### Raw data
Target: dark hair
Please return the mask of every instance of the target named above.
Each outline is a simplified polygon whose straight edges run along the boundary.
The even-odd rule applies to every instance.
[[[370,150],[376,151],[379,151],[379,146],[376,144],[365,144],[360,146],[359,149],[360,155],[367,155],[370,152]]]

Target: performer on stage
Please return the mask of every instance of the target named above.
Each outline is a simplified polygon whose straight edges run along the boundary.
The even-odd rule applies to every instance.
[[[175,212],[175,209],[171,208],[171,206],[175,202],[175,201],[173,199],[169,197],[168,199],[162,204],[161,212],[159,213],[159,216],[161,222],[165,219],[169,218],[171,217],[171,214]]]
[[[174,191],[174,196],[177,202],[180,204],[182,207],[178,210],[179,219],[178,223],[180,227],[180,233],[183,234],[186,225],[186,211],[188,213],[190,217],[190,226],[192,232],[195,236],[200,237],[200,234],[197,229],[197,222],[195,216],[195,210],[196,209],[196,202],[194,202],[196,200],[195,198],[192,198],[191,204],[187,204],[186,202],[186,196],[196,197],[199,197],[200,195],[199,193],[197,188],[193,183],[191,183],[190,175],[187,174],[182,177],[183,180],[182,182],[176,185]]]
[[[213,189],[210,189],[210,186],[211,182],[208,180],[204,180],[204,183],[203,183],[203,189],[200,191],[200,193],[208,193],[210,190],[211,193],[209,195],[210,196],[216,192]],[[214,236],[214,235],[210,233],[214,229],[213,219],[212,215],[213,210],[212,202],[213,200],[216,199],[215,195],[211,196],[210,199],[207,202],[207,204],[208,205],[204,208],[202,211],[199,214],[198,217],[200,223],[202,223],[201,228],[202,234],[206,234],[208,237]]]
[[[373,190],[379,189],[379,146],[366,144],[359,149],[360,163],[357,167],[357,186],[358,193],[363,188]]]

### Exercise prompt
Please copy every one of the entries above word for word, keeping each line as it stands.

### The output
Target: dark hair
Please return the mask of every instance of the target named above.
Each outline is a simplified polygon whose straight edges run along the boundary.
The even-odd rule applies to every instance.
[[[370,150],[376,151],[379,151],[379,146],[376,144],[365,144],[360,146],[359,149],[360,155],[367,155],[370,152]]]

Target: performer on stage
Please return the mask of every instance of the target named above.
Each outline is a simplified polygon whose straight edges run along the boundary.
The even-odd rule applies to every instance.
[[[175,212],[175,209],[171,208],[171,206],[175,202],[175,201],[173,199],[169,197],[168,199],[162,204],[161,212],[159,213],[159,216],[161,222],[165,219],[169,218],[171,217],[171,214]]]
[[[174,191],[174,196],[177,202],[180,204],[182,207],[178,210],[179,219],[178,223],[180,227],[180,233],[183,234],[186,225],[186,211],[188,213],[190,217],[190,226],[192,232],[195,236],[200,237],[200,234],[197,229],[197,222],[195,216],[195,210],[196,209],[196,202],[194,202],[196,200],[195,198],[192,198],[191,204],[187,204],[186,202],[186,196],[196,197],[199,197],[200,195],[199,193],[197,188],[193,183],[191,183],[190,175],[187,174],[182,177],[183,180],[182,182],[176,185]]]
[[[213,189],[210,189],[210,186],[211,182],[208,180],[204,180],[204,183],[203,183],[203,189],[200,191],[200,193],[208,193],[210,190],[211,193],[209,195],[210,196],[216,192]],[[214,236],[214,235],[210,233],[214,229],[213,219],[212,215],[213,210],[212,202],[213,200],[216,199],[215,195],[211,196],[210,199],[207,202],[207,204],[208,205],[204,208],[202,211],[199,214],[198,217],[200,223],[202,223],[201,228],[202,234],[206,234],[208,237]]]
[[[373,190],[379,189],[379,146],[366,144],[359,149],[360,163],[357,167],[357,186],[358,193],[363,188]]]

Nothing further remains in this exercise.